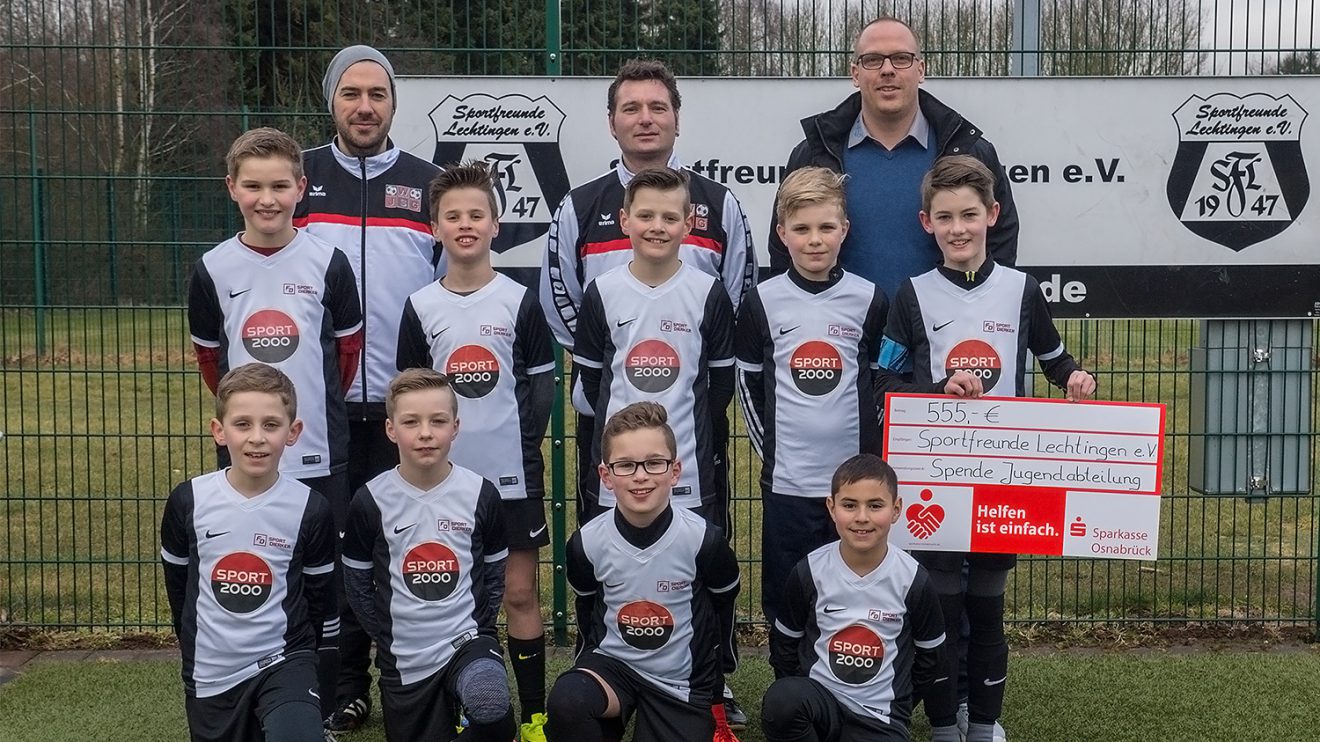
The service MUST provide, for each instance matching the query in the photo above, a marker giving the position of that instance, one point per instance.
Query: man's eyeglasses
(652, 466)
(900, 61)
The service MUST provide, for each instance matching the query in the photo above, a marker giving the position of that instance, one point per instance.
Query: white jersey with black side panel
(658, 343)
(285, 310)
(652, 607)
(813, 354)
(937, 328)
(428, 552)
(585, 240)
(247, 559)
(489, 342)
(858, 634)
(374, 209)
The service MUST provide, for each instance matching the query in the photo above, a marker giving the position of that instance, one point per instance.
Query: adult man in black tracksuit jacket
(368, 198)
(887, 112)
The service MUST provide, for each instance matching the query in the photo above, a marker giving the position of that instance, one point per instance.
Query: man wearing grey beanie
(368, 198)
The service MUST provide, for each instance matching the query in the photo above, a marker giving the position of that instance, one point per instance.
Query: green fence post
(559, 497)
(38, 238)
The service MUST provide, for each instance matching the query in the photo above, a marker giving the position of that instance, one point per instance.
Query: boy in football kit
(279, 296)
(658, 329)
(424, 571)
(487, 334)
(805, 345)
(861, 629)
(655, 592)
(248, 559)
(965, 329)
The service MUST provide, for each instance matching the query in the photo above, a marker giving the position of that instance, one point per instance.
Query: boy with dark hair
(970, 324)
(805, 346)
(423, 567)
(655, 592)
(658, 329)
(861, 631)
(248, 559)
(280, 296)
(487, 334)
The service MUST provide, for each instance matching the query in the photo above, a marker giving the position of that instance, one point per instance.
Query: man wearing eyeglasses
(886, 136)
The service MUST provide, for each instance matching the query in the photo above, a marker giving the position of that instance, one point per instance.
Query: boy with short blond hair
(424, 571)
(861, 633)
(487, 333)
(805, 347)
(660, 330)
(276, 295)
(655, 592)
(248, 559)
(965, 329)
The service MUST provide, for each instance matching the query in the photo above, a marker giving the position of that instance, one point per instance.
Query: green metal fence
(112, 128)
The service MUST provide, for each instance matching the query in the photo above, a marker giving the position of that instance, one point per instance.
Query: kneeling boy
(655, 600)
(861, 629)
(424, 569)
(248, 557)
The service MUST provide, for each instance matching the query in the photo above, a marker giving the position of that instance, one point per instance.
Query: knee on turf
(576, 696)
(483, 691)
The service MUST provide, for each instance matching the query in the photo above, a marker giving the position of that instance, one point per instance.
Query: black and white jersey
(428, 553)
(658, 343)
(585, 240)
(857, 635)
(374, 209)
(809, 354)
(654, 607)
(259, 574)
(984, 322)
(490, 343)
(285, 310)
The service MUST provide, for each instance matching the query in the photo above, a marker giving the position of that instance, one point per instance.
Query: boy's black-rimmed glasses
(652, 466)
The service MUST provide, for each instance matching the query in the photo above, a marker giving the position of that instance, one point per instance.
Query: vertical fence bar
(559, 461)
(38, 238)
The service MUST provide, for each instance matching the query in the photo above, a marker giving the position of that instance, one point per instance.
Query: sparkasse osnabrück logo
(1238, 176)
(519, 140)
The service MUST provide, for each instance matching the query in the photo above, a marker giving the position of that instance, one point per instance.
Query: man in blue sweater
(886, 136)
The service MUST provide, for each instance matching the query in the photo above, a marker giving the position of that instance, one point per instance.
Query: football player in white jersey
(248, 557)
(861, 634)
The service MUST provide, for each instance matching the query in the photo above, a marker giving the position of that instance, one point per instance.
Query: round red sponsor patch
(816, 367)
(978, 358)
(651, 366)
(473, 370)
(269, 336)
(430, 571)
(242, 581)
(646, 625)
(856, 654)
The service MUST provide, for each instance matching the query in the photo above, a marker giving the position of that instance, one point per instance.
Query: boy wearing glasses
(660, 330)
(655, 592)
(885, 137)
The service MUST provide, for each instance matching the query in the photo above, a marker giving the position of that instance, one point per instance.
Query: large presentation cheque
(1026, 475)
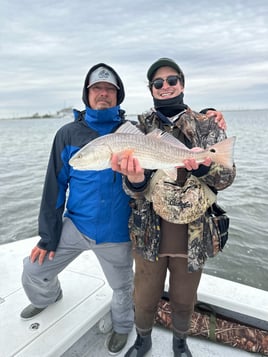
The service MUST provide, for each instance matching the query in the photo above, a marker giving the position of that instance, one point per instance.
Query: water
(25, 146)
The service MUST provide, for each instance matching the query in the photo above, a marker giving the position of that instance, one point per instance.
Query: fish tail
(222, 153)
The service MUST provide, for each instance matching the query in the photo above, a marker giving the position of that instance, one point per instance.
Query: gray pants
(42, 286)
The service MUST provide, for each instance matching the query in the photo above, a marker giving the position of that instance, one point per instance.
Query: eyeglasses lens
(171, 80)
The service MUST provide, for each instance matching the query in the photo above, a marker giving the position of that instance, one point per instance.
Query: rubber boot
(142, 345)
(180, 347)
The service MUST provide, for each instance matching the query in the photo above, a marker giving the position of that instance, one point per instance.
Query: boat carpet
(206, 323)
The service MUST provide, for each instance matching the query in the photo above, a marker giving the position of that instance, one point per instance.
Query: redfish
(156, 150)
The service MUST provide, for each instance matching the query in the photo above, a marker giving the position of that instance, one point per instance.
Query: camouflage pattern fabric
(200, 131)
(181, 205)
(218, 329)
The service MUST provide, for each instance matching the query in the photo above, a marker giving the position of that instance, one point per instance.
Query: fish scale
(153, 151)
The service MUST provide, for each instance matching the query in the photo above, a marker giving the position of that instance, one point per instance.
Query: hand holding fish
(128, 166)
(40, 254)
(218, 117)
(191, 164)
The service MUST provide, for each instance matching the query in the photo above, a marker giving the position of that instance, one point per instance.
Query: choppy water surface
(25, 146)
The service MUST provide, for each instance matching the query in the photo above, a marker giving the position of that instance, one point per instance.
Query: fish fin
(128, 128)
(124, 154)
(172, 173)
(222, 153)
(166, 137)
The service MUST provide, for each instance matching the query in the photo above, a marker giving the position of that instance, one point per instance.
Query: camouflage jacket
(195, 130)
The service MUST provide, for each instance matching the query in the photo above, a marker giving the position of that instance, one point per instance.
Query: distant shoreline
(65, 112)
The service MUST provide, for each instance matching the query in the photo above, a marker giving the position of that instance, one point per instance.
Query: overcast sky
(47, 47)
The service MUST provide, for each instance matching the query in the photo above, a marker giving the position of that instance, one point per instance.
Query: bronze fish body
(156, 150)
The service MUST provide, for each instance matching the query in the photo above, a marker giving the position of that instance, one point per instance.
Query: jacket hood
(120, 92)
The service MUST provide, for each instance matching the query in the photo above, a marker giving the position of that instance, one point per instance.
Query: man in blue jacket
(96, 214)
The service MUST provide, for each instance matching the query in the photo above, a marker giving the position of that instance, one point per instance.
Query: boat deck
(78, 324)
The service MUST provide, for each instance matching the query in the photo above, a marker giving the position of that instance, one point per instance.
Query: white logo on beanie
(102, 74)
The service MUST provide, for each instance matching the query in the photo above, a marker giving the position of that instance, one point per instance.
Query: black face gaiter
(170, 107)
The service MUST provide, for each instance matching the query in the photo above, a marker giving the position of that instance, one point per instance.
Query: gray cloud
(47, 47)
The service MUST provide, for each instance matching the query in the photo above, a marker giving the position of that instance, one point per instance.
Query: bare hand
(191, 164)
(40, 254)
(128, 166)
(218, 118)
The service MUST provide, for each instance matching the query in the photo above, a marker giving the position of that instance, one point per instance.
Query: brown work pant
(149, 286)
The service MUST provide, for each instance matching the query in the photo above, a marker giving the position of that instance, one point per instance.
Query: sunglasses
(159, 82)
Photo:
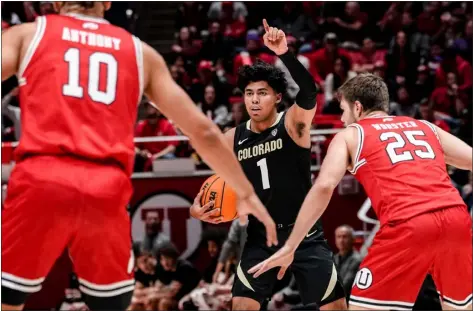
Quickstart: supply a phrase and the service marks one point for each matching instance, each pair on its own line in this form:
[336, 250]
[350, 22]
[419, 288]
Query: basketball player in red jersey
[425, 226]
[81, 80]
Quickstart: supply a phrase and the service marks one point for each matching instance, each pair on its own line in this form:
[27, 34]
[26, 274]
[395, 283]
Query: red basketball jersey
[80, 83]
[401, 165]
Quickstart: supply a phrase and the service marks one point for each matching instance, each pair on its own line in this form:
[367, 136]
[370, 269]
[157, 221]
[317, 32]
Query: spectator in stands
[213, 107]
[463, 44]
[145, 278]
[350, 25]
[449, 99]
[292, 87]
[403, 106]
[175, 278]
[215, 46]
[219, 9]
[185, 44]
[155, 124]
[347, 259]
[423, 86]
[322, 61]
[252, 52]
[333, 81]
[426, 113]
[428, 21]
[293, 22]
[454, 63]
[214, 238]
[401, 62]
[190, 14]
[154, 239]
[368, 56]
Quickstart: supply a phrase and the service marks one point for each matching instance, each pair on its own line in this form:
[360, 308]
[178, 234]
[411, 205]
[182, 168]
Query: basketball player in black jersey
[274, 150]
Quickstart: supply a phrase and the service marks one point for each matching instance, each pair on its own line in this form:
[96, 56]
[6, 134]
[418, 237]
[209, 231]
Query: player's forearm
[212, 147]
[308, 90]
[313, 207]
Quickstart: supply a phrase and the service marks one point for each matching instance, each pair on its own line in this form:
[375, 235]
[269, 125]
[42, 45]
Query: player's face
[261, 101]
[348, 115]
[212, 248]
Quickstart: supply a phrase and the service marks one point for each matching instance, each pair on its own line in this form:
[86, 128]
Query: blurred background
[423, 50]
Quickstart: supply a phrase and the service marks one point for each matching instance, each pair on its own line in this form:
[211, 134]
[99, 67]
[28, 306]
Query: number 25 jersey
[80, 84]
[401, 165]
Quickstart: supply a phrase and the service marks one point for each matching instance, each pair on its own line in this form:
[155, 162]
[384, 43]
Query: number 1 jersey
[81, 80]
[401, 165]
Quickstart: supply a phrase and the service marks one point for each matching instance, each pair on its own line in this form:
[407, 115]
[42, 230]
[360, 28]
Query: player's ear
[278, 98]
[107, 5]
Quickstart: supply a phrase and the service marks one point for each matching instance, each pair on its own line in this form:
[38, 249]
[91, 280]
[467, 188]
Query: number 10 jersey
[401, 165]
[81, 80]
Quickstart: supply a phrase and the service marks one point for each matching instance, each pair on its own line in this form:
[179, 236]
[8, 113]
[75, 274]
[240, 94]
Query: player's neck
[373, 114]
[81, 11]
[261, 126]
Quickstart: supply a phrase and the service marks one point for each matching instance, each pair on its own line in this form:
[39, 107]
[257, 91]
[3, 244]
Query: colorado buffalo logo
[185, 231]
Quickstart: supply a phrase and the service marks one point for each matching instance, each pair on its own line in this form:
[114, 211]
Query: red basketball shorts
[437, 243]
[54, 203]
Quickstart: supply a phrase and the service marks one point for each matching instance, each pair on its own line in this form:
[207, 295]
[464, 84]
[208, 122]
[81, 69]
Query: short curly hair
[262, 71]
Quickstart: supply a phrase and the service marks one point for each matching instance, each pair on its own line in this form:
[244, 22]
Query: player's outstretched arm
[299, 117]
[205, 136]
[332, 171]
[457, 152]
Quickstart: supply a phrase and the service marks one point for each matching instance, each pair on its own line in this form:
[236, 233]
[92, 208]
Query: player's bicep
[230, 136]
[171, 99]
[11, 46]
[335, 164]
[457, 153]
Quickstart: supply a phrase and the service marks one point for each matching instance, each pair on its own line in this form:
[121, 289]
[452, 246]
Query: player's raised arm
[332, 171]
[457, 152]
[299, 116]
[206, 137]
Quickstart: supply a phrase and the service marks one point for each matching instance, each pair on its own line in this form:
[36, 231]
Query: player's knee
[117, 302]
[15, 295]
[244, 303]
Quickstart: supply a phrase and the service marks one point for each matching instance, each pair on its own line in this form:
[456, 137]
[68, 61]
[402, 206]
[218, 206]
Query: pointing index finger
[265, 24]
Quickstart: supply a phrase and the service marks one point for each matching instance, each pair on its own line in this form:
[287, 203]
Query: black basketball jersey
[278, 168]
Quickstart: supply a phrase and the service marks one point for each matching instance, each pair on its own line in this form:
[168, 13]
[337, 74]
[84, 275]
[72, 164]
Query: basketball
[217, 190]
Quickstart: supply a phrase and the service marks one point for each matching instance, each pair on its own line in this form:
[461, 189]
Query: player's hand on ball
[205, 213]
[274, 39]
[252, 205]
[282, 258]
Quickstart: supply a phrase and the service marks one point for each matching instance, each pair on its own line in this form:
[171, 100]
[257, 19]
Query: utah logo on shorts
[363, 279]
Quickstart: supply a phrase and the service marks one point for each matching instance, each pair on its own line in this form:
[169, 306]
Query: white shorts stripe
[40, 29]
[383, 302]
[331, 283]
[370, 306]
[117, 292]
[23, 281]
[107, 287]
[21, 288]
[243, 279]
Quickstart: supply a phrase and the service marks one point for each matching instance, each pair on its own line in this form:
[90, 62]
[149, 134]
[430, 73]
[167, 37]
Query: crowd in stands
[423, 50]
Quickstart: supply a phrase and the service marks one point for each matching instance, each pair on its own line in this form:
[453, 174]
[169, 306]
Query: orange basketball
[217, 190]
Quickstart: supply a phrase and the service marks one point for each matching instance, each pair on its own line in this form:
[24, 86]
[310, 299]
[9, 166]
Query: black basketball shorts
[313, 269]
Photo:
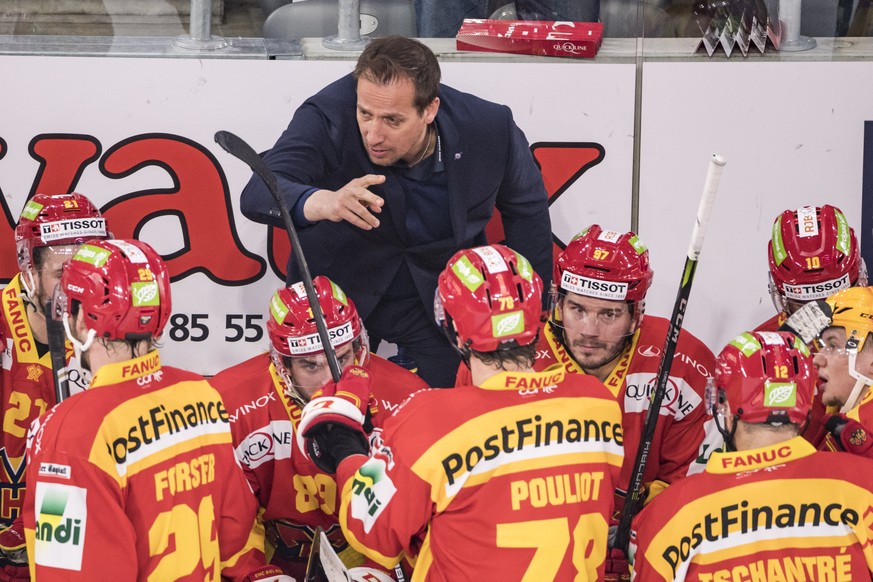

++++++++

* Task objective *
Exactly the lines from the one that contains "Query: orange basketball" through the last line of the records should be set down, and the pictures should be dropped.

* Answer to this task *
Query: orange basketball
[217, 190]
Quickstart: supply a phrase and the service marks one point for each matching instance, each pair on its own line in this form:
[24, 86]
[310, 299]
[9, 166]
Query: black basketball shorts
[313, 269]
Photo:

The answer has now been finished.